PREDICTION OF ALTERNATIVE SPLICING EVENTS ON PANTRANSCRIPTS
Abstract
Alternative Splicing (AS) is a regulation mechanism that contributes to protein diversity
and is also associated to many diseases and tumors. Alternative splicing events
quantification from RNA-Seq reads is a crucial step in understanding this complex
biological mechanism. However, tools for AS events detection and quantification show
inconsistent results. This reduces their reliability in fully capturing and explaining
alternative splicing. Pangenomes have revolutionised bioinformatics by accommodating
genetic diversity within populations, reducing reliance on single reference genomes.
Extending this concept to the transcriptome, this study introduced an innovative
Approach for predicting alternative splicing (AS) events, leveraging graph theory to map
RNA-Seq data onto a pan-transcriptome graph. The objectives were twofold: first, to
create an innovative method for AS event detection and prediction, and second, to assess
its performance against simulated and real data, as well as compare it to the state-of-the art rMATS tool. The study constructed a specialised transcriptome graph using the vg tool
and aligned RNA-Seq reads directly to it, obviating the need for read assembly.

■ Problems to work on
A – For each statement, decide whether the abstract on alternative splicing supports it. Answer yes or no, and quote the deciding words. (i) The method's performance was compared to that of the rMATS tool. (ii) The approach requires the RNA-Seq reads to be assembled before alignment. (iii) The transcriptome graph was built with the vg tool.
B – Write a continuation of the abstract on alternative splicing, beginning after its last sentence.
The data play no part in this.

■ Data shown
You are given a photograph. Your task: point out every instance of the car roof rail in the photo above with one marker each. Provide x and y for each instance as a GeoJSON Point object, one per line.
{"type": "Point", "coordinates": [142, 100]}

■ Task-by-task results
A –
(i) Yes: "compare it to the state-of-the art rMATS tool"
(ii) No: "aligned RNA-Seq reads directly to it, obviating the need for read assembly"
(iii) Yes: "The study constructed a specialised transcriptome graph using the vg tool"

B –
Differential quantification of AS events was conducted using specialised tools and
benchmarked against established methods on simulated and real RNA-Seq datasets. The
approach was initially tested on Drosophila data, a widely-used model organism, and
subsequently validated using real sequencing data from Homo sapiens. The Approach
performed competitively with rMATS in precision and recall across different event types,
achieving precision values ranging from 0.624 to 0.941 and recall values ranging from
0.771 to 0.958. For exon skipping events, the Approach demonstrated higher precision
(0.941) compared to rMATS (0.964), while maintaining a comparable recall of 0.958.
Overall, the Approach showed commendable accuracy in detecting both annotated and
novel alternative splicing events, making it a robust tool for transcriptome analysis with
precision rates exceeding 96% for most event types. The Approach represents a
significant advancement in AS event prediction, offering a versatile pipeline capable of
handling complex transcriptome graphs. Its effectiveness in identifying diverse AS
events underscores its potential to deepen the understanding of RNA splicing mechanisms
and genetic diversity within populations. By providing a refined view of AS events within
population-based transcriptomes, it offers a promising platform for future bioinformatics
and transcriptome research endeavours.